Supplied passage:
Alpaca incident

Elevated Error Rates Across multiple AP's - 500 Error

Alpaca experienced a minor incident on January 12, 2026 affecting broker.accounts.get and JNLC and 1 more component, lasting 3h 51m. The incident has been resolved; the full update timeline is below.

Started: Jan 12, 2026, 02:58 PM UTC
Resolved: Jan 12, 2026, 06:50 PM UTC
Duration: 3h 51m
Detected by Pingoru: Jan 12, 2026, 02:58 PM UTC

Affected components

broker.accounts.getJNLCOrders APIbroker.journals.getJournal Events (SSE)

Update timeline

investigating Jan 12, 2026, 02:58 PM UTC

We are currently investigating elevated error rates on multiple API. Some requests may fail with HTTP 500 responses. Our engineering team is actively working to identify and resolve the root cause.
identified Jan 12, 2026, 03:08 PM UTC

Our team is actively addressing the issue, clients may still experience intermittent timeouts on order placement while we fix the issue.

Given information:
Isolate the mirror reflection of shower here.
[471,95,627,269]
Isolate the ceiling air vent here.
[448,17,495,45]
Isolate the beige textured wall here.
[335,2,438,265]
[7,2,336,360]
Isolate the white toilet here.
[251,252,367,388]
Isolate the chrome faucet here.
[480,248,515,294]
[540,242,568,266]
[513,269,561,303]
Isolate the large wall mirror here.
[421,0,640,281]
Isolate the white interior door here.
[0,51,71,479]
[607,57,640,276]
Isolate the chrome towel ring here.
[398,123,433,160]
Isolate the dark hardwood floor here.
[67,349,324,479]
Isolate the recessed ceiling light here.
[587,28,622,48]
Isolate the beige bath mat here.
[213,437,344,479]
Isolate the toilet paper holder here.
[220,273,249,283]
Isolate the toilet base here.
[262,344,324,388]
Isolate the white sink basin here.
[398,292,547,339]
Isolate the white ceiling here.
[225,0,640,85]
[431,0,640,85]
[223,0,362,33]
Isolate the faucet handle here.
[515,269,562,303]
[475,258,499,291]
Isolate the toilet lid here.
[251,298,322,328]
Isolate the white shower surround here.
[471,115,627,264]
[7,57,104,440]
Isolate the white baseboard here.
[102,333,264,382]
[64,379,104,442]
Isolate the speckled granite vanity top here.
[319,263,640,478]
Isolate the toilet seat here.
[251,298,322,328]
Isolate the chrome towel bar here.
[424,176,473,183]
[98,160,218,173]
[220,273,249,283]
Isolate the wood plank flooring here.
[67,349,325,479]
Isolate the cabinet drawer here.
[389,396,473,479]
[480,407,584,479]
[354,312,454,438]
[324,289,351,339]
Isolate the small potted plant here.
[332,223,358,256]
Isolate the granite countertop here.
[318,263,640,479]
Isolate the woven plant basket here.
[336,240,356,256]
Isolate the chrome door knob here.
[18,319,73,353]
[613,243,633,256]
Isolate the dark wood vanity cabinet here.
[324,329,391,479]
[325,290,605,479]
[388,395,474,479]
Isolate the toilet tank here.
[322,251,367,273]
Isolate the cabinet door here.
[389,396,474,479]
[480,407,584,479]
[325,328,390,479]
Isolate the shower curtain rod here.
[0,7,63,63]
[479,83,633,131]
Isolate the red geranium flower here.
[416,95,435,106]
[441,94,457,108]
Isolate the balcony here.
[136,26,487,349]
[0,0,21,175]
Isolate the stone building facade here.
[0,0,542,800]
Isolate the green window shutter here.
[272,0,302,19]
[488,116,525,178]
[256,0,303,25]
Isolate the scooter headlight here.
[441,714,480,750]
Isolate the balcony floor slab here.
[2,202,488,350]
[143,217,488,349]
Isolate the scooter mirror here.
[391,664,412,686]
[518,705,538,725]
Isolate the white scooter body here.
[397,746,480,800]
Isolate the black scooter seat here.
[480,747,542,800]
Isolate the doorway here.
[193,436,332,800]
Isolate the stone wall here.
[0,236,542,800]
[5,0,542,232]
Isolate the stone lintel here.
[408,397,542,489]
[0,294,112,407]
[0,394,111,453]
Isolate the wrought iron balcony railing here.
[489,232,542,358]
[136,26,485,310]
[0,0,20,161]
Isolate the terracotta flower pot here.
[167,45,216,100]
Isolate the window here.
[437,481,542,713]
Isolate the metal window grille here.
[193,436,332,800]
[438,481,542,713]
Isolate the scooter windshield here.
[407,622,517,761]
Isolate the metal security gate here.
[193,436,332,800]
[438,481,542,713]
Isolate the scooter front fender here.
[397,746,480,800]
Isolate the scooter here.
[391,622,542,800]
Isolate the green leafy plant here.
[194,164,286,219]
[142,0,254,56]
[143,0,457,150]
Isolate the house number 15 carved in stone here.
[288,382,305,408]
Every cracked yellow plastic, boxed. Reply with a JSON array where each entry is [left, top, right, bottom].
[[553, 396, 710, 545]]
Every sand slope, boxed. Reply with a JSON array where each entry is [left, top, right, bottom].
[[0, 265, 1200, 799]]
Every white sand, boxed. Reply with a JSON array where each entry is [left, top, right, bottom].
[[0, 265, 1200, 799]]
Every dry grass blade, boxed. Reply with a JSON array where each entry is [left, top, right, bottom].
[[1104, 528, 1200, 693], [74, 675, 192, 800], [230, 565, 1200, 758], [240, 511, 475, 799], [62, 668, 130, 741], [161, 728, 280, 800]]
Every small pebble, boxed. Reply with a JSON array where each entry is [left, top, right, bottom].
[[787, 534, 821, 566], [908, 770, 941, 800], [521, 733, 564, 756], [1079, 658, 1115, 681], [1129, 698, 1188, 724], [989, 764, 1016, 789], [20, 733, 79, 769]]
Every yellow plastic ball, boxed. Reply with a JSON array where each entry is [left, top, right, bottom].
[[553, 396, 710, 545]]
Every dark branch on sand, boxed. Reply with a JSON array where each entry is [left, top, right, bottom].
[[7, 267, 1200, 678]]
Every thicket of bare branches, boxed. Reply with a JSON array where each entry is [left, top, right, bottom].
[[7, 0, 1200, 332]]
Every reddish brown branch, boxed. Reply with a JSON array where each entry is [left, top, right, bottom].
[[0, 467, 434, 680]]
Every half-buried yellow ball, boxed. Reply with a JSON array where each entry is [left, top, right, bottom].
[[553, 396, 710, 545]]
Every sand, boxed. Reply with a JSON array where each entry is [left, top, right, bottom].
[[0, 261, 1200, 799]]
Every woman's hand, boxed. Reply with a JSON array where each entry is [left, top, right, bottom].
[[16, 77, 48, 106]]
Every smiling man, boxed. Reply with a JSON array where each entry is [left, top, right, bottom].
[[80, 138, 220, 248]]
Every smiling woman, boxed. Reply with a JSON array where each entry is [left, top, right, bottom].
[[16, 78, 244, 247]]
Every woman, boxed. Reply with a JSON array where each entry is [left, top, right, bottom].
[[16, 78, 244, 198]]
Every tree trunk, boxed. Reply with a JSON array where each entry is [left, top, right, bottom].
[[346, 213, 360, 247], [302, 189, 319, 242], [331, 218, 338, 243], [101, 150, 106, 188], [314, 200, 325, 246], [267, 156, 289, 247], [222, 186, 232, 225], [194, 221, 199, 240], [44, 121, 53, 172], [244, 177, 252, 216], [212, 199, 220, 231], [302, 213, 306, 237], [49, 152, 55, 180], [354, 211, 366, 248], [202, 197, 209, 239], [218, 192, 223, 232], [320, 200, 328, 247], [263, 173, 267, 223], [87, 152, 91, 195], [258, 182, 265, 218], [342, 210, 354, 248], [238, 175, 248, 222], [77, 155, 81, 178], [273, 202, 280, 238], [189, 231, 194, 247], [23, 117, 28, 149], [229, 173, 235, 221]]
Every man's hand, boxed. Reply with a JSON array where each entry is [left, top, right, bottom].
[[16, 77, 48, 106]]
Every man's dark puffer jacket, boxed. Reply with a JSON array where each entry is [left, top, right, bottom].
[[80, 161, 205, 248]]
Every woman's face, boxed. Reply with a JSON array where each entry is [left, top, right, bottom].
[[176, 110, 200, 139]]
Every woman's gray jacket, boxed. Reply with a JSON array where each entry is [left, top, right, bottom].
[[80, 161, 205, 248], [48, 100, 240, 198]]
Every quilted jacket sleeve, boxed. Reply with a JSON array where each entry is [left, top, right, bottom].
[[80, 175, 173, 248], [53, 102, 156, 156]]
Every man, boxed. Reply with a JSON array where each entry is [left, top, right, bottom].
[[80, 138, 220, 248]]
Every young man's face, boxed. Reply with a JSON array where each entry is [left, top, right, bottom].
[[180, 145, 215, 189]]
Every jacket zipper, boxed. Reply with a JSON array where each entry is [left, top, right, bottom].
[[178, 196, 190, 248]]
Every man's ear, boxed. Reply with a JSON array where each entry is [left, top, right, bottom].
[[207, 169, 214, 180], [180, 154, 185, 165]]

Task description:
Copy the incident report, starting at the words "Alpaca experienced a" and ending after "timeline is below.", and rename "minor incident" to "service disruption". You can set the material aside; it isn't needed.

Answer to the exercise:
Alpaca experienced a service disruption on January 12, 2026 affecting broker.accounts.get and JNLC and 1 more component, lasting 3h 51m. The incident has been resolved; the full update timeline is below.